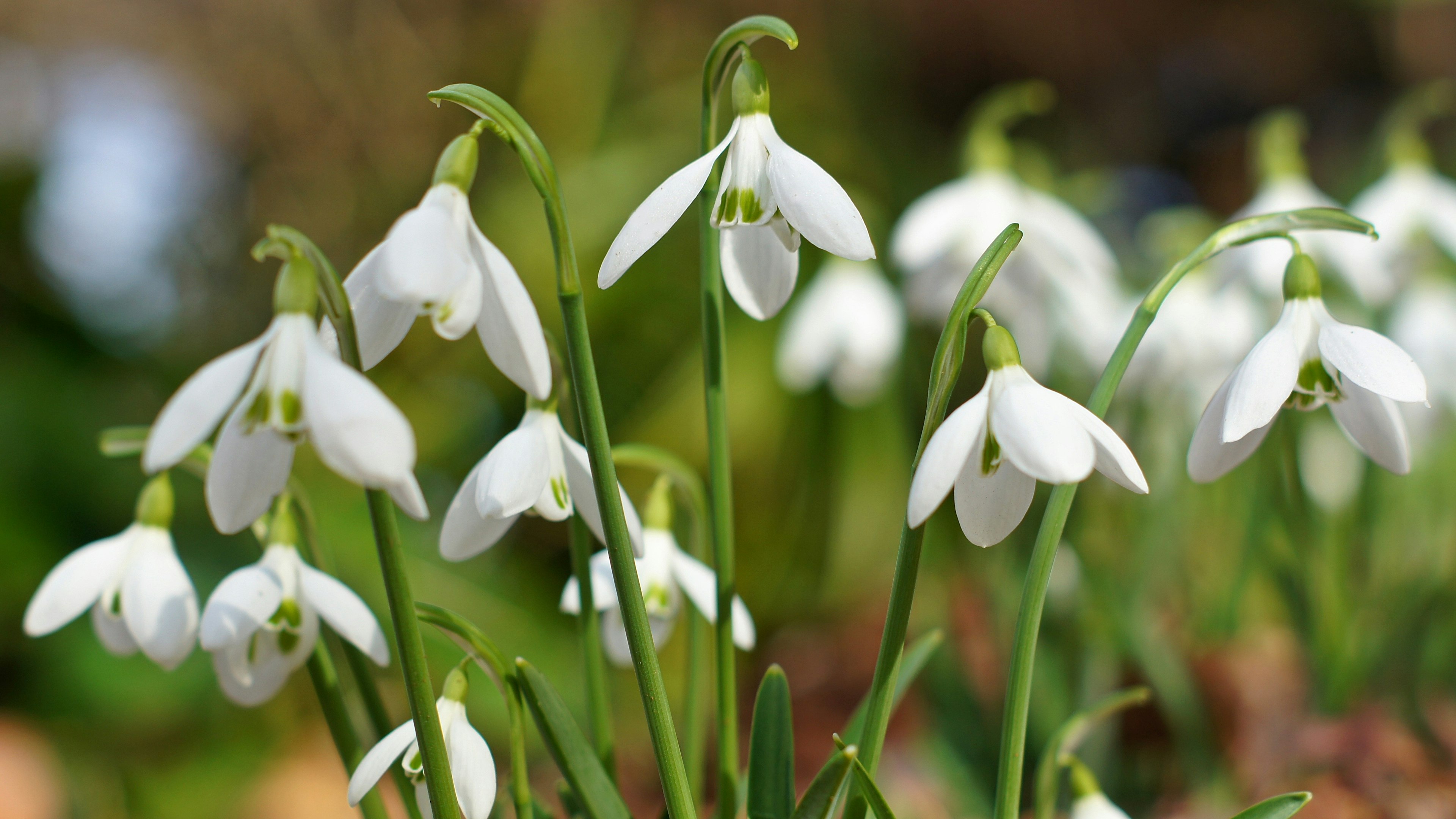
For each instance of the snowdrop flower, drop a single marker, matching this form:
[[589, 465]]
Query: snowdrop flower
[[471, 763], [274, 392], [769, 196], [1285, 186], [436, 261], [848, 327], [135, 585], [263, 620], [1011, 435], [666, 575], [1305, 362], [537, 468], [1062, 285]]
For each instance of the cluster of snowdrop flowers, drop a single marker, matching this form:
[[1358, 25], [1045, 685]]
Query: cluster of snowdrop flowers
[[1061, 286], [471, 763], [848, 327], [274, 392], [436, 261], [133, 584], [771, 196], [1285, 186], [1305, 362], [263, 621], [666, 573], [995, 448], [535, 468]]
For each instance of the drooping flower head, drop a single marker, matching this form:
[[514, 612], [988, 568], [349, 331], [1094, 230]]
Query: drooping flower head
[[133, 584], [1062, 286], [995, 448], [1307, 362], [666, 573], [537, 468], [1285, 184], [263, 621], [274, 392], [436, 261], [846, 327], [771, 196], [471, 763]]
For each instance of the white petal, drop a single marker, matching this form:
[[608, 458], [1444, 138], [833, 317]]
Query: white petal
[[472, 769], [426, 254], [1375, 425], [944, 458], [239, 607], [1261, 384], [1036, 429], [659, 212], [159, 602], [814, 203], [1209, 458], [584, 496], [381, 323], [991, 508], [356, 430], [76, 584], [1114, 458], [245, 474], [346, 613], [509, 327], [758, 269], [515, 473], [197, 407], [1372, 362], [465, 532], [379, 758]]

::::::::

_AIM OF THE TASK_
Give back exactly the lines running from the line that has "For each instance of the white" to the end of the entries above.

_COMPLETED EXERCISE_
For each instance of the white petal, drop a single marker, matching this form:
[[608, 458], [1444, 138], [833, 317]]
Query: white petal
[[472, 769], [426, 254], [1375, 425], [944, 458], [239, 607], [1261, 384], [1036, 429], [659, 212], [159, 602], [814, 203], [1209, 458], [584, 496], [381, 323], [991, 508], [356, 430], [76, 584], [1114, 458], [245, 474], [346, 613], [509, 327], [758, 269], [515, 473], [197, 407], [1372, 362], [465, 532], [379, 758]]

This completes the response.